## [TRY IT]
Repeat only the stretch of lines below that runs from the line with "Provide the mask of every instance of the hair" through the line with "Provide the mask of every instance of the green", unaltered.

Segmentation mask data
------------------------

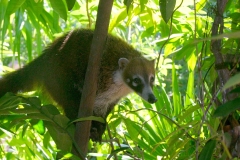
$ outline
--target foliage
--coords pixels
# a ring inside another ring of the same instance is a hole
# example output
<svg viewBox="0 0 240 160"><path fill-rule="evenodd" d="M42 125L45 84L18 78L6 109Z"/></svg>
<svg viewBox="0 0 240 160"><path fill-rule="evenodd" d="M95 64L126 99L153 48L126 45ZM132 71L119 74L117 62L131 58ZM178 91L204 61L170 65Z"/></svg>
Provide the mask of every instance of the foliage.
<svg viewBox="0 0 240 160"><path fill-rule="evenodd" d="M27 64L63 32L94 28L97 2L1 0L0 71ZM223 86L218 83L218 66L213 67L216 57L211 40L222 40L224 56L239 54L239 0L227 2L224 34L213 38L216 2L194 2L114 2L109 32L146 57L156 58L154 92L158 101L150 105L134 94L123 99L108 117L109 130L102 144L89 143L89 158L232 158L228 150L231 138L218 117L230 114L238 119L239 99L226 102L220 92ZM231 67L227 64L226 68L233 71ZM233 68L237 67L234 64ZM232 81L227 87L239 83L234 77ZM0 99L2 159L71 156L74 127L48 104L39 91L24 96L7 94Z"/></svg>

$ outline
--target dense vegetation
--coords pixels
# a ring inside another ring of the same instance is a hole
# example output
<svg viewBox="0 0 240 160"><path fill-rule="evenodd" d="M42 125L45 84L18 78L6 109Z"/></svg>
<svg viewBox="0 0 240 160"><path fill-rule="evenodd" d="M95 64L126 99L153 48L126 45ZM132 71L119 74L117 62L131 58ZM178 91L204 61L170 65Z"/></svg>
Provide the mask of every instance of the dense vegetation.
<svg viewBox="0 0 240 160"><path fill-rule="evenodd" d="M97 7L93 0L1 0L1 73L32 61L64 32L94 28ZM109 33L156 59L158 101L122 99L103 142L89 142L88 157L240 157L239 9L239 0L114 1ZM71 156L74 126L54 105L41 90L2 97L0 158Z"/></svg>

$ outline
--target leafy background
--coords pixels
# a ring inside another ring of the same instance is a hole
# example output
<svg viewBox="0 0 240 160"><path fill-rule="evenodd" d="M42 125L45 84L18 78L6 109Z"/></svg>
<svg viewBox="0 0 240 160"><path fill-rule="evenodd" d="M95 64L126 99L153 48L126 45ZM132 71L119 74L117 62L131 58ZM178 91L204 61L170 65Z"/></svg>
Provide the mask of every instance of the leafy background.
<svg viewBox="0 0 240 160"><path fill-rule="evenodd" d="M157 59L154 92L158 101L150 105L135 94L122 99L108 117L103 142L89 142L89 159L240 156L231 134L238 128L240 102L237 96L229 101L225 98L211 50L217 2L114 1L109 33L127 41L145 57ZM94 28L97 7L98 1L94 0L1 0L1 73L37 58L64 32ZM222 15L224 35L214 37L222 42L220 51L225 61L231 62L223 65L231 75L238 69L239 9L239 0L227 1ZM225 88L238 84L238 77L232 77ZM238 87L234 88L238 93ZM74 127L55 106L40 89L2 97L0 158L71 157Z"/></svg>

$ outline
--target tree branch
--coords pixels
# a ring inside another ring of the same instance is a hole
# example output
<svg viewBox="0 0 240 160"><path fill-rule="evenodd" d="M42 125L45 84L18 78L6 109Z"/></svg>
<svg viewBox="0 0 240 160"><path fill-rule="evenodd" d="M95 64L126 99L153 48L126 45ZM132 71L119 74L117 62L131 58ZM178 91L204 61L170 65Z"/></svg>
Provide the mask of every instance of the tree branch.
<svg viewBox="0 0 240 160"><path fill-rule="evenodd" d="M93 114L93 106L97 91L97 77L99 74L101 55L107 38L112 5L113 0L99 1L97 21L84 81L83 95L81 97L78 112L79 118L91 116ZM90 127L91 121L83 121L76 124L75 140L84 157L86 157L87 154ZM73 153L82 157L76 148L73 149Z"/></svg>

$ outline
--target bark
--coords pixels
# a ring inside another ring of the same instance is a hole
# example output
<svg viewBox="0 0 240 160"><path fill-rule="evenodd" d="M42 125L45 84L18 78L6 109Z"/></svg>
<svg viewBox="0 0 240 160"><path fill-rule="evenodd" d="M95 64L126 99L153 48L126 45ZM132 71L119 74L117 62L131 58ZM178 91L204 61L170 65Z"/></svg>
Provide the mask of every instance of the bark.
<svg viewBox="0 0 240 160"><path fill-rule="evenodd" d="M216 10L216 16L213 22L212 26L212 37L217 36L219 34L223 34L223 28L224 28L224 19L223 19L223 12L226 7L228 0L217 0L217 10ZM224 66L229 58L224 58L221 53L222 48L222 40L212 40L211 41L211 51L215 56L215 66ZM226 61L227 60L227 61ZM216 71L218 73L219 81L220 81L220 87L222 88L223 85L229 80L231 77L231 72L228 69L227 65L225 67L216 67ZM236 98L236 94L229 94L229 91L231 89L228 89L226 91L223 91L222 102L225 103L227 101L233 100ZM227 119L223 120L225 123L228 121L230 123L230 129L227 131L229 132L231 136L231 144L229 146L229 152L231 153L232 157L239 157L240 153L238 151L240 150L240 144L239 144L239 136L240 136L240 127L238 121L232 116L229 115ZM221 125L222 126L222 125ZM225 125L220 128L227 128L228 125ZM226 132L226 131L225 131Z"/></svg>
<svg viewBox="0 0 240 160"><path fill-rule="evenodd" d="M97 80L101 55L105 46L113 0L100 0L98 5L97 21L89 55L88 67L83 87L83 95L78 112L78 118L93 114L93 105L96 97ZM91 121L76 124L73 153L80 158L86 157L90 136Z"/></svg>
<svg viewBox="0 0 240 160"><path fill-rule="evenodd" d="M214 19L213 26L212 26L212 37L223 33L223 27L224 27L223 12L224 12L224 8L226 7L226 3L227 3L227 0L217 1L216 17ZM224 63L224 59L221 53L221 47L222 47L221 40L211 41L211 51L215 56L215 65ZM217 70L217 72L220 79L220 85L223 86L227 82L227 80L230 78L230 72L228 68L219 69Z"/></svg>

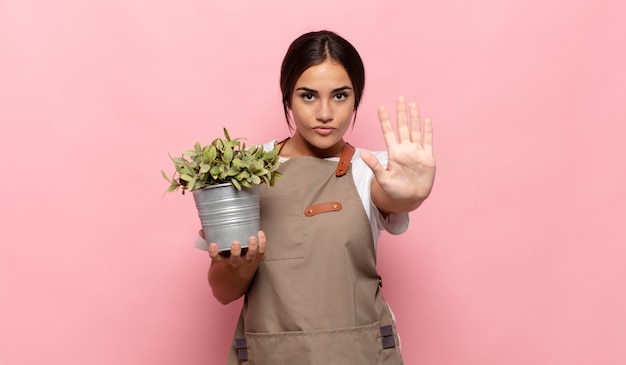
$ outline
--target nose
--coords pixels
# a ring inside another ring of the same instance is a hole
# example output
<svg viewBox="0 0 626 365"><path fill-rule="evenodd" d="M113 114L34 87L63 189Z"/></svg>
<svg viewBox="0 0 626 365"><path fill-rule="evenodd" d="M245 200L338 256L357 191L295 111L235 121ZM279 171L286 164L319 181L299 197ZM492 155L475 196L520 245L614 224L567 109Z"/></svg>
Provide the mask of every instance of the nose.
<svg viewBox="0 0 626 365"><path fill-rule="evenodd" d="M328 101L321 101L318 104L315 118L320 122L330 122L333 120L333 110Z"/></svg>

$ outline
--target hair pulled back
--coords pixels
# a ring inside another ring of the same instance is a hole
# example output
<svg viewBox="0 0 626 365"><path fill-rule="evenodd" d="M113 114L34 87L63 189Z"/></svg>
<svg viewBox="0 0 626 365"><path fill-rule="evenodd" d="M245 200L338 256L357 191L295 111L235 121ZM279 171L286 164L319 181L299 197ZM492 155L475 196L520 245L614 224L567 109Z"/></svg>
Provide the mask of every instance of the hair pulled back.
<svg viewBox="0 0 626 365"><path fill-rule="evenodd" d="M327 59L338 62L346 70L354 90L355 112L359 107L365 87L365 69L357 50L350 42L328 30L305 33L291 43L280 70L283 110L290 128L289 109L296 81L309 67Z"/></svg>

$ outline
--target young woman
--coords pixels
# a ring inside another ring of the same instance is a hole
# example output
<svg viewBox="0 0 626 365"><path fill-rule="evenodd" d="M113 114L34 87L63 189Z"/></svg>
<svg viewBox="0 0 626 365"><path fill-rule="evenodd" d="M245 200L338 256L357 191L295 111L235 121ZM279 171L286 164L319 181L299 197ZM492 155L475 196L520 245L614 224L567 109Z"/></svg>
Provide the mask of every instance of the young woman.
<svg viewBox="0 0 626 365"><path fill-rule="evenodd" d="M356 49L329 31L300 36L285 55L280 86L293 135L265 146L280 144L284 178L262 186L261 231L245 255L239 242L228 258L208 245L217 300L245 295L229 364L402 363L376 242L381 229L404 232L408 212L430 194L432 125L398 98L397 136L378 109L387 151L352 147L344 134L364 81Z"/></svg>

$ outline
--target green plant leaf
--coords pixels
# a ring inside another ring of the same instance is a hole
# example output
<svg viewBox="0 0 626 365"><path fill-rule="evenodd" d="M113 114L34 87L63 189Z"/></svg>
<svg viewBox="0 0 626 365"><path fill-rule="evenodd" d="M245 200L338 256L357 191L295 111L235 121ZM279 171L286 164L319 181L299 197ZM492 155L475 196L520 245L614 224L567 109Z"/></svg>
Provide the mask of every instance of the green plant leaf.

------------------------

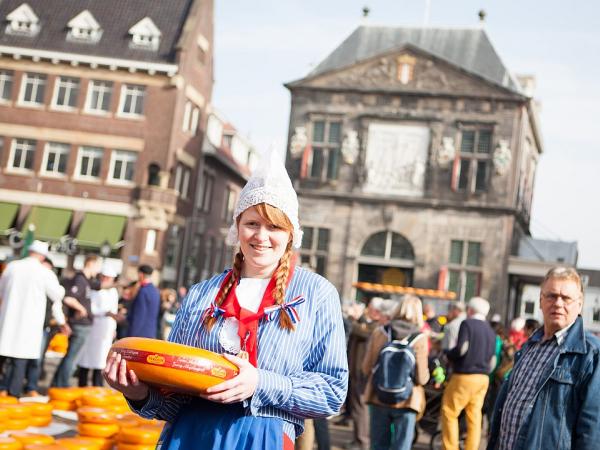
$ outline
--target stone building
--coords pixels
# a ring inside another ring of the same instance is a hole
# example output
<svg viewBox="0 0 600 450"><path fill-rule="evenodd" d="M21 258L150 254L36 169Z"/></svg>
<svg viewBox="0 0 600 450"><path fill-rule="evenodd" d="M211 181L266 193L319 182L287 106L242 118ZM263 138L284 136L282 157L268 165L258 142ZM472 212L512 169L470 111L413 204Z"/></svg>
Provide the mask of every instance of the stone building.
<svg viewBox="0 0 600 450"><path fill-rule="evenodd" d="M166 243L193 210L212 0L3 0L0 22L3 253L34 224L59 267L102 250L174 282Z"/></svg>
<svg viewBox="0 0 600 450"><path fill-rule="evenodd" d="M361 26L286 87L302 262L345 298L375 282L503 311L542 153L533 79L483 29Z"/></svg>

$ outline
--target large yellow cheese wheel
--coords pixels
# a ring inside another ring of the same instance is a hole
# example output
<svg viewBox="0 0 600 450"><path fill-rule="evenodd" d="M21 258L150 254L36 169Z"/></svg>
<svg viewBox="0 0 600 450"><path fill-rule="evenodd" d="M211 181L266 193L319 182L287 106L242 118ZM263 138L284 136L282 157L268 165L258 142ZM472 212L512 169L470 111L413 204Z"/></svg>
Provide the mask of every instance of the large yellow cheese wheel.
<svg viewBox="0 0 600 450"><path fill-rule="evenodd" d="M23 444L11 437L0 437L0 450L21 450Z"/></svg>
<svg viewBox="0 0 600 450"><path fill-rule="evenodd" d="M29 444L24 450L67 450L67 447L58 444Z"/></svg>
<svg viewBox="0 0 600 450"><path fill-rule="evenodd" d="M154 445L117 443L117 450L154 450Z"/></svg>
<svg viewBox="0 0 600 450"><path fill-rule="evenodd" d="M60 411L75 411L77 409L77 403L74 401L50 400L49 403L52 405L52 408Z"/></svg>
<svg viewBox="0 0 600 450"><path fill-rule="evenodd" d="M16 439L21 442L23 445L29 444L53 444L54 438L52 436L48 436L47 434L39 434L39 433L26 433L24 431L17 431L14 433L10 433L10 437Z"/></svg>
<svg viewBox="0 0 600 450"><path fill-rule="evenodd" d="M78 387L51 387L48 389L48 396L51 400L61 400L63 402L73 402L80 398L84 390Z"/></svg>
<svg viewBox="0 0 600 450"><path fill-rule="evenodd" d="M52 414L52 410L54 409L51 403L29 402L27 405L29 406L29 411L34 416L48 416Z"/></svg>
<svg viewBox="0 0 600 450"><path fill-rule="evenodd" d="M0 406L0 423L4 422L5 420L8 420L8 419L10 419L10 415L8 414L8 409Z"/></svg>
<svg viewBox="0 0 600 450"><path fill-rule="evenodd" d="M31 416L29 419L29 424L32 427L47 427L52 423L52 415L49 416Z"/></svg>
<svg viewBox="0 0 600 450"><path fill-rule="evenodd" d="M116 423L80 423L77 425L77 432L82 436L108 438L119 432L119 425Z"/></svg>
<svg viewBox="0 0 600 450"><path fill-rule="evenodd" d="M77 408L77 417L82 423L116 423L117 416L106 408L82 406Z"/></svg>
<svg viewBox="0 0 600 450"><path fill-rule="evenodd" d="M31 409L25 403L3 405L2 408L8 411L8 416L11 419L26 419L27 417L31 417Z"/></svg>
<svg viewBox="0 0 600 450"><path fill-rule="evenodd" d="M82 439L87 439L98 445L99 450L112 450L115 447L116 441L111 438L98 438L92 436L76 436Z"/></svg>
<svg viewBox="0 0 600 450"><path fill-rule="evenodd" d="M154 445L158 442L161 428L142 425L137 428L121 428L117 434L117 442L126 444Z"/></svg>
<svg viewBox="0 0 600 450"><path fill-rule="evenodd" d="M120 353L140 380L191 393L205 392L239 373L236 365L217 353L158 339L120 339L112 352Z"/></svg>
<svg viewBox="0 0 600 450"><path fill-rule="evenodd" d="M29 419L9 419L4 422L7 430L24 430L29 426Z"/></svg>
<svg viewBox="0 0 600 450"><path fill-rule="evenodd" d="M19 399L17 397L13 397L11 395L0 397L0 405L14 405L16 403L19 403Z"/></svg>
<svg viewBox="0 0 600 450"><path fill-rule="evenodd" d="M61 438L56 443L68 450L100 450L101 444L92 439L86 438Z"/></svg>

------------------------

## [RESPONSE AREA]
Provide the mask of every instance of the hair pulled back.
<svg viewBox="0 0 626 365"><path fill-rule="evenodd" d="M327 59L338 62L346 70L354 90L355 112L359 107L365 87L365 69L357 50L350 42L328 30L305 33L291 43L280 70L283 110L290 128L289 109L296 81L309 67Z"/></svg>

$ outline
--target young woman
--coords pixels
# a ring inside another ring of the same instance is a hole
# example output
<svg viewBox="0 0 626 365"><path fill-rule="evenodd" d="M113 114L34 87L63 189Z"/></svg>
<svg viewBox="0 0 626 365"><path fill-rule="evenodd" d="M245 200L338 256L357 191L295 111L235 121ZM279 171L286 164L319 181L299 197ZM492 155L475 196L520 245L614 224L567 109Z"/></svg>
Provide the mask of every instance of the young woman.
<svg viewBox="0 0 626 365"><path fill-rule="evenodd" d="M356 49L329 31L300 36L285 55L280 86L293 135L265 146L280 144L284 178L262 186L261 231L245 255L239 242L228 258L208 245L217 300L245 295L229 364L402 363L376 242L381 229L404 232L408 212L430 194L432 125L398 98L397 136L378 109L387 151L352 147L344 134L364 81Z"/></svg>

$ outline
--target green plant leaf
--coords pixels
# a ring inside another ring of the same instance is a hole
# example output
<svg viewBox="0 0 626 365"><path fill-rule="evenodd" d="M113 114L34 87L63 189Z"/></svg>
<svg viewBox="0 0 626 365"><path fill-rule="evenodd" d="M245 200L338 256L357 191L295 111L235 121ZM279 171L286 164L319 181L299 197ZM492 155L475 196L520 245L614 224L567 109Z"/></svg>
Provide the mask of every instance of the green plant leaf.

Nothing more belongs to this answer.